**The task:** Arrange the part of the records that opens with the line containing "Reviewer note: every instance of the stone bell" and closes with the line containing "[[208, 242]]" as a Markdown table with the columns Row and Line. Include only those lines, number each one in Row, and omit any blank lines.

(Labeled-object pointing entries)
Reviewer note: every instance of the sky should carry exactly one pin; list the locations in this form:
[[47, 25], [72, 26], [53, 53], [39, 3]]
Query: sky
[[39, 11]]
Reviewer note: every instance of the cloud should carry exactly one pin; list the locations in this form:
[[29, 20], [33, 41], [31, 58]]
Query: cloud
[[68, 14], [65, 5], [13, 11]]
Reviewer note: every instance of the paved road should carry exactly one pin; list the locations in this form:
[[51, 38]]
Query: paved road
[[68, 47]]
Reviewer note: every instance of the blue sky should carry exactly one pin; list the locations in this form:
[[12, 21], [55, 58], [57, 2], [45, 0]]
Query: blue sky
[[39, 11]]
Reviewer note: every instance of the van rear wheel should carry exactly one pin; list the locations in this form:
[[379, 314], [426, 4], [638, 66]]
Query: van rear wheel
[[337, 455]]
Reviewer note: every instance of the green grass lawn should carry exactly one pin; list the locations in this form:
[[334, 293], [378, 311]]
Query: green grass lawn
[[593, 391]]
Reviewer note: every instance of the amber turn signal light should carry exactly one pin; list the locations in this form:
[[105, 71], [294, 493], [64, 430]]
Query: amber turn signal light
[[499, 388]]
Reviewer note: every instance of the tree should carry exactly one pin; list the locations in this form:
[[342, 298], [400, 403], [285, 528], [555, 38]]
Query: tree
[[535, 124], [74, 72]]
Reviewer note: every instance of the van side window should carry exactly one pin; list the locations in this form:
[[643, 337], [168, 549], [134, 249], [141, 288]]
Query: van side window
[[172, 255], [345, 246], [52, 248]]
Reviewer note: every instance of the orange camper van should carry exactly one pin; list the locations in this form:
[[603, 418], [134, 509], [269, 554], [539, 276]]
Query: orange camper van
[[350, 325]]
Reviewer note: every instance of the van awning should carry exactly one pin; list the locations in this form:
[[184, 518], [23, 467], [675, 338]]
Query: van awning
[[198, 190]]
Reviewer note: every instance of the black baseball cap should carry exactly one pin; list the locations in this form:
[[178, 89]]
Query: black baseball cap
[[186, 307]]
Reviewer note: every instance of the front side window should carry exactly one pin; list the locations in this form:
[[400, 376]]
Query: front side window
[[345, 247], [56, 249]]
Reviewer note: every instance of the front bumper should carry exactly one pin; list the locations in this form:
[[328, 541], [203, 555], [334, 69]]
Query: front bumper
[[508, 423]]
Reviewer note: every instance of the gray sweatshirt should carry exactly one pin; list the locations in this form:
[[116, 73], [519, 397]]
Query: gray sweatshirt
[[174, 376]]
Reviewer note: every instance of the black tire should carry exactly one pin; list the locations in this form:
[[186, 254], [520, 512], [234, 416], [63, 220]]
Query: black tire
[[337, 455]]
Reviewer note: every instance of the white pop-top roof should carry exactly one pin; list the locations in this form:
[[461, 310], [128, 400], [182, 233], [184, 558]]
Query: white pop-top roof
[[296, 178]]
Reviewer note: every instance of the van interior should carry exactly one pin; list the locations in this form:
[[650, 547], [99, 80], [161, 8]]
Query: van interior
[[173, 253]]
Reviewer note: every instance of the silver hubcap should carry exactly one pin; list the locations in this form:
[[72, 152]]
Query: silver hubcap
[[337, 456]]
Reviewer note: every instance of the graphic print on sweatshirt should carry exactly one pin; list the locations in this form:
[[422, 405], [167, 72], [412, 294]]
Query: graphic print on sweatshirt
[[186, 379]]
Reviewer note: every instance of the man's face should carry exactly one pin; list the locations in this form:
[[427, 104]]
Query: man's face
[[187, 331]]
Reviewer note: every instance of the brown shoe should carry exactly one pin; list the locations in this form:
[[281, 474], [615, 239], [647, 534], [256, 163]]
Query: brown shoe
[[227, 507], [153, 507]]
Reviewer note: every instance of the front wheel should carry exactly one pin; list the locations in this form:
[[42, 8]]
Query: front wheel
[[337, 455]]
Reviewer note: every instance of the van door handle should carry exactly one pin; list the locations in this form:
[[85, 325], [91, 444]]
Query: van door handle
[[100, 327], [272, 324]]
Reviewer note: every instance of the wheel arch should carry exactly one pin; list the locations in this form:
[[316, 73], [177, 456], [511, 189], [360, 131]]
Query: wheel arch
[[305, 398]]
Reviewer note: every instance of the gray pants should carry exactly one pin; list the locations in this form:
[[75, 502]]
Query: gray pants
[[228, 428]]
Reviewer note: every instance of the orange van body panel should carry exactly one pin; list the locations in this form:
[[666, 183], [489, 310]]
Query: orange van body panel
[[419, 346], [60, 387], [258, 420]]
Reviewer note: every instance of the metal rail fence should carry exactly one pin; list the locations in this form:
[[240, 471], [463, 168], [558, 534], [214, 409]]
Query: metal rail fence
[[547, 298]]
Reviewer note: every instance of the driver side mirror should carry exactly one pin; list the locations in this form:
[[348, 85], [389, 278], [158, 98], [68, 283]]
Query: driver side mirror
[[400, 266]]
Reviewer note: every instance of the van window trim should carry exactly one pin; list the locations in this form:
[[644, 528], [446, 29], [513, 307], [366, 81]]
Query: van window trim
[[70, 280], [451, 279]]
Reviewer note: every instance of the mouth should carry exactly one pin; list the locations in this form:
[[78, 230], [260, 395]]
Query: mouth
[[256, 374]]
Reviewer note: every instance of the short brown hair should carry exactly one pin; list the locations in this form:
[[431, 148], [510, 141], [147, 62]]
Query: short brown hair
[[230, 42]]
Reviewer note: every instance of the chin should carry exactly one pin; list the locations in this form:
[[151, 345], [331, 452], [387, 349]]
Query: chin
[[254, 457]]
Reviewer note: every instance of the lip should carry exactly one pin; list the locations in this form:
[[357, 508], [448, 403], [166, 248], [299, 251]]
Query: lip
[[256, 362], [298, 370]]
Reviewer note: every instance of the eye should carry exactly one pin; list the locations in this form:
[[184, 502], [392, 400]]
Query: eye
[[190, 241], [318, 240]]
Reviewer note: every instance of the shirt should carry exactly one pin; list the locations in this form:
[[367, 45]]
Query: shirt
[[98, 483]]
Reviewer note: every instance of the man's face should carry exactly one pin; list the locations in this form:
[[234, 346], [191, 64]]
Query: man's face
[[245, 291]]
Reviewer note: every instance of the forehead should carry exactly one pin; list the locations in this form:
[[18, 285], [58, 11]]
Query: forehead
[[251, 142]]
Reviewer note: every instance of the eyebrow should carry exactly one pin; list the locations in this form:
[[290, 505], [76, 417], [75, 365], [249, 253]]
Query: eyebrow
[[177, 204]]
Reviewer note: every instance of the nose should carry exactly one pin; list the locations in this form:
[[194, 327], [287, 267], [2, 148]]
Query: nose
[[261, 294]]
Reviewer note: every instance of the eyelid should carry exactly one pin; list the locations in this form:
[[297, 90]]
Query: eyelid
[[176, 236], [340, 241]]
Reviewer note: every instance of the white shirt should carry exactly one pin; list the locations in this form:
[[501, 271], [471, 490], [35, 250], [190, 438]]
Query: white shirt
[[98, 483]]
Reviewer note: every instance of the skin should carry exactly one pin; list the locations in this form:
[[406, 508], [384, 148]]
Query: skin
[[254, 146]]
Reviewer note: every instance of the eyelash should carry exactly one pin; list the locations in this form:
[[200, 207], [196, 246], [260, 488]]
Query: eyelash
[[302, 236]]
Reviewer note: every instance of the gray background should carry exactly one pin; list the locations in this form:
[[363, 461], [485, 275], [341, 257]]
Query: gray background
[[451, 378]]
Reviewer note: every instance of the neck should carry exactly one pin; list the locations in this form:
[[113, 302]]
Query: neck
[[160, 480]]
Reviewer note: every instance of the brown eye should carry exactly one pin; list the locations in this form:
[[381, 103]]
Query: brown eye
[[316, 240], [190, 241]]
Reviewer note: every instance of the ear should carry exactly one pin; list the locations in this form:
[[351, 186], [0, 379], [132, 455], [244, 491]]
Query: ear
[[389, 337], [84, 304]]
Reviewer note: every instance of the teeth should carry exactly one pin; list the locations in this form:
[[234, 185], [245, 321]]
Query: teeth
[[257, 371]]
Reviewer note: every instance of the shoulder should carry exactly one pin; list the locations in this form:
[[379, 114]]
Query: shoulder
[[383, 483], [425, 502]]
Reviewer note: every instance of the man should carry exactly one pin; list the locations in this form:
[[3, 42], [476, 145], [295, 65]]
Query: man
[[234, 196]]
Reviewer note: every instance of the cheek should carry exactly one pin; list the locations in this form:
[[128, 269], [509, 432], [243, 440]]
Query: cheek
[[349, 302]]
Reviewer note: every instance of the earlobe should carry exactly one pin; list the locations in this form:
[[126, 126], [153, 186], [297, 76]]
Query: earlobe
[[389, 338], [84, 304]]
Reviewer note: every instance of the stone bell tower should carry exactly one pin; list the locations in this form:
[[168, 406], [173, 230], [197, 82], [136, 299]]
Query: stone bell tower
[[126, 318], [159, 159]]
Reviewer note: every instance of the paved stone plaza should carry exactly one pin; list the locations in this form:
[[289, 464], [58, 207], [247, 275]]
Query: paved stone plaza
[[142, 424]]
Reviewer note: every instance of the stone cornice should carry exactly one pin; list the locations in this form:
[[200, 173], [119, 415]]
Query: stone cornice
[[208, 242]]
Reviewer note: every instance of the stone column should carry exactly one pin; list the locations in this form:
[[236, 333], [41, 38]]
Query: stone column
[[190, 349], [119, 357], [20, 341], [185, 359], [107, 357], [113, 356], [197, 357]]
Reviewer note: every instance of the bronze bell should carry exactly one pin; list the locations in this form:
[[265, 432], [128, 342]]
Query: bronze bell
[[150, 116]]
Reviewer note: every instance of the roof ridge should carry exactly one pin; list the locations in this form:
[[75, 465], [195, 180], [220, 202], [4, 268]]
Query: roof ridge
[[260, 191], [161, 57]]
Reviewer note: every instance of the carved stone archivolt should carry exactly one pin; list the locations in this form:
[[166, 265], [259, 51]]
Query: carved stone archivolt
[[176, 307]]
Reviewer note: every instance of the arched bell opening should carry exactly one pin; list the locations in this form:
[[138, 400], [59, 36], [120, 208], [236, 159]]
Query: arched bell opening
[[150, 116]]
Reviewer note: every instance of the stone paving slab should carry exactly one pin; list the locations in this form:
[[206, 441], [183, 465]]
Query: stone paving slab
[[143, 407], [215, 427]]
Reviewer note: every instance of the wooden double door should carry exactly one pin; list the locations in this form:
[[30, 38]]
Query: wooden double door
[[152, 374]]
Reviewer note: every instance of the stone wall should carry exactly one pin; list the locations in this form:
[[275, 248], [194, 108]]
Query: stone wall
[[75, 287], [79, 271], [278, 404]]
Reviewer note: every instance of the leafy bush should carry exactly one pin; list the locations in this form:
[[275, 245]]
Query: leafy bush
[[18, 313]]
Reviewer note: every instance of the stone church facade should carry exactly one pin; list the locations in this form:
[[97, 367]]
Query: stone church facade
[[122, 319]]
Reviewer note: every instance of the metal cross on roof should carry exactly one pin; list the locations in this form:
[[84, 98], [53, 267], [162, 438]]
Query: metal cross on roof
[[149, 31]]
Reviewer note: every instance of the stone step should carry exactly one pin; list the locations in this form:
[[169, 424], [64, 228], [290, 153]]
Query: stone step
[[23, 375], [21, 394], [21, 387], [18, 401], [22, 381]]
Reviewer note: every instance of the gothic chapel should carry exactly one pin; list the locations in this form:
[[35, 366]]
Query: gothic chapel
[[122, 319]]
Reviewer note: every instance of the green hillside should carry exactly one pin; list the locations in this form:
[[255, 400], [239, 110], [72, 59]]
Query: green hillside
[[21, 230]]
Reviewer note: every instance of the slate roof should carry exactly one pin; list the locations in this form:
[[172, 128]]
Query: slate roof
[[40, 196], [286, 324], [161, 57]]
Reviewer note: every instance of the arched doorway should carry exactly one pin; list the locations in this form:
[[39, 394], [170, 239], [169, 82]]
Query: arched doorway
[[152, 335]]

**Result below:**
| Row | Line |
|---|---|
| 1 | Reviewer note: every instance of the stone bell tower should carry exactly one pin; list the locations in this form: |
| 2 | [[168, 406], [173, 230], [197, 82], [136, 299]] |
| 3 | Query: stone bell tower |
| 4 | [[126, 318], [159, 159]] |
| 5 | Reviewer note: every instance of the paved stone plaza should carry exactly one pin; list the locations in this form: |
| 6 | [[289, 464], [58, 207], [247, 275]] |
| 7 | Query: paved stone plaza |
| 8 | [[142, 424]] |
| 9 | Reviewer note: every instance of the stone cornice should carry exactly one pin; list the locations in this form: |
| 10 | [[200, 173], [119, 415]] |
| 11 | Query: stone cornice |
| 12 | [[208, 242]] |